## WHAT THE TASK ASKS
Starting with the first line and ending with the last, transcribe the data exactly.

## RECORD EXTRACTS

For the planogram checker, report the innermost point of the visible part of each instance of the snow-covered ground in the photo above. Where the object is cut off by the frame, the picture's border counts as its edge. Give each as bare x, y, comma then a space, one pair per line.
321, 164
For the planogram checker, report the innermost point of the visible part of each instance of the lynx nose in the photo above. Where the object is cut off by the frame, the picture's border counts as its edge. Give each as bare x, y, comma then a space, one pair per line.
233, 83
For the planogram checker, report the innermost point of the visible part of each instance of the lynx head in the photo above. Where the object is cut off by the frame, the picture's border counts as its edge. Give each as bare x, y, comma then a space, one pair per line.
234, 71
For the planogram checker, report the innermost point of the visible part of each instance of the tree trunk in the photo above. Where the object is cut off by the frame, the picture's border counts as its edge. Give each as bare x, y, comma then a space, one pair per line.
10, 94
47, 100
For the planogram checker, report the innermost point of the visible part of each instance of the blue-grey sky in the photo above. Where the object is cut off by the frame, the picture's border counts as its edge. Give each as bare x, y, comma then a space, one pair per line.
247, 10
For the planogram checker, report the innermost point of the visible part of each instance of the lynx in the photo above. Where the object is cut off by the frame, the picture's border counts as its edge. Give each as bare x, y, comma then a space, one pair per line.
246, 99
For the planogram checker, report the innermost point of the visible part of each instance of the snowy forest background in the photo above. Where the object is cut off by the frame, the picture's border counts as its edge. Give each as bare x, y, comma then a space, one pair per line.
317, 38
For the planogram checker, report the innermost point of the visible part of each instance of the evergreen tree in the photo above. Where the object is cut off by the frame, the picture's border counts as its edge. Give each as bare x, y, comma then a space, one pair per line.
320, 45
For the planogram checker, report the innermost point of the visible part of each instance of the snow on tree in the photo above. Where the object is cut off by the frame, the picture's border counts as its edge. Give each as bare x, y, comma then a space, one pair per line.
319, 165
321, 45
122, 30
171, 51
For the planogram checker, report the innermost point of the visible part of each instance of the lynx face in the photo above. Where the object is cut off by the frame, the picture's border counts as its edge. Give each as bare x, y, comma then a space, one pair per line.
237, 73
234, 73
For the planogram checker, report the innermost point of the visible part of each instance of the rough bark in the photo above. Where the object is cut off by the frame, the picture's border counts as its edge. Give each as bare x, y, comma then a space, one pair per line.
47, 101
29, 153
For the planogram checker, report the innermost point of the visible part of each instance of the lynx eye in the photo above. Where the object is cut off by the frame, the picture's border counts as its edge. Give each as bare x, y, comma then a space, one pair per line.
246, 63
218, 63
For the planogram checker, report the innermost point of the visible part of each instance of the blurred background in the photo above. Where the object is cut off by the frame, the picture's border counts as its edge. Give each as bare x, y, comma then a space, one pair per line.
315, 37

## SOLUTION TO THE PROBLEM
For the planogram checker, report the innermost point of the visible part of each instance of the snow-covered ground in the photo above. Where the object is cut off by the frame, the picture's border counts as its edge. Give each as bare x, y, comma then a space, one pair per line.
321, 164
For the planogram checker, report the innermost point of the visible part of each instance of the lynx nose in the photo above. Where the object is cut off by the frame, the picture's border counts as its edge. Give each as bare x, y, comma then a space, one pair per line.
233, 83
For the planogram checker, report the innermost point of the visible part of each instance of the lynx head in the photo above. Where the object is cut off by the frame, the picture's border counts as its edge. Give each as bare x, y, comma then a space, one pair per line.
234, 71
For the planogram checker, report the innermost point of the visible part of each instance of the tree trunk in the photo above. Where the object is cut off by the frame, the picture's border counts as its edge. Give each as bare x, y, comma then a space, one pair per line.
10, 94
47, 100
For the planogram checker, report the innermost point of the visible part of each instance of the blue-grey sky in the photo above. Where the object is cut off by the frame, the picture's border counts as its edge. Give each as bare x, y, comma then a space, one pair per line.
247, 10
For the planogram checker, report the innermost point of the visible part of each instance of the lynx in the photo above. Where the object is cut off by the frame, the picture's border counts as its edge. Give each as bare x, y, comma then a space, one pair per line.
246, 99
For the planogram checker, report the innermost point of the visible part of each instance of the snowy forest background in the photo above. Where the object is cut off by the frame, the picture's border counts as its edge. Give each as bare x, y, comma then a space, one pair per line.
317, 38
For the planogram checker, report the innermost point of the visible part of each instance of the evergreen tree in the photo above. Where the object is cut off by the frame, the picture's border counts as its edge. Give each as bare x, y, comma then a space, one pair per line.
320, 45
For the planogram checker, report the innermost point of the visible part of each instance of the snow on tree in the photo above. Where the object is cut off by the frame, the picture's border counts as its edge. Give each as bare x, y, comma then a space, one pair per line.
319, 165
321, 45
122, 30
171, 51
For the planogram checker, report the innermost point of the visible part of each instance of the lynx face in the photo above. Where the object is cut off by the frame, the picture's border counts as its edge. Give each as bare x, y, comma then a space, one pair per line.
237, 73
234, 73
For the planogram checker, report the innermost point of the visible part of each instance of the rough bark in the photo above. Where the object is cut off by the frame, the picture's border counts as its edge. Give each as bare x, y, comma then a space, one pair per line.
47, 101
29, 153
For the planogram checker, report the innermost point of the visible part of each instance of the lynx eye in the photo above. Where the object is cut off by the frame, the picture's border counts as its edge. Give each as bare x, y, comma then a space, one pair per line.
246, 63
218, 63
For the planogram checker, report the innermost point of the visible part of each instance of the blurred background in the photo above. Where the object is cut off by the frame, the picture's border counts as its edge. Give each as bare x, y, comma then a space, one pair per line.
315, 37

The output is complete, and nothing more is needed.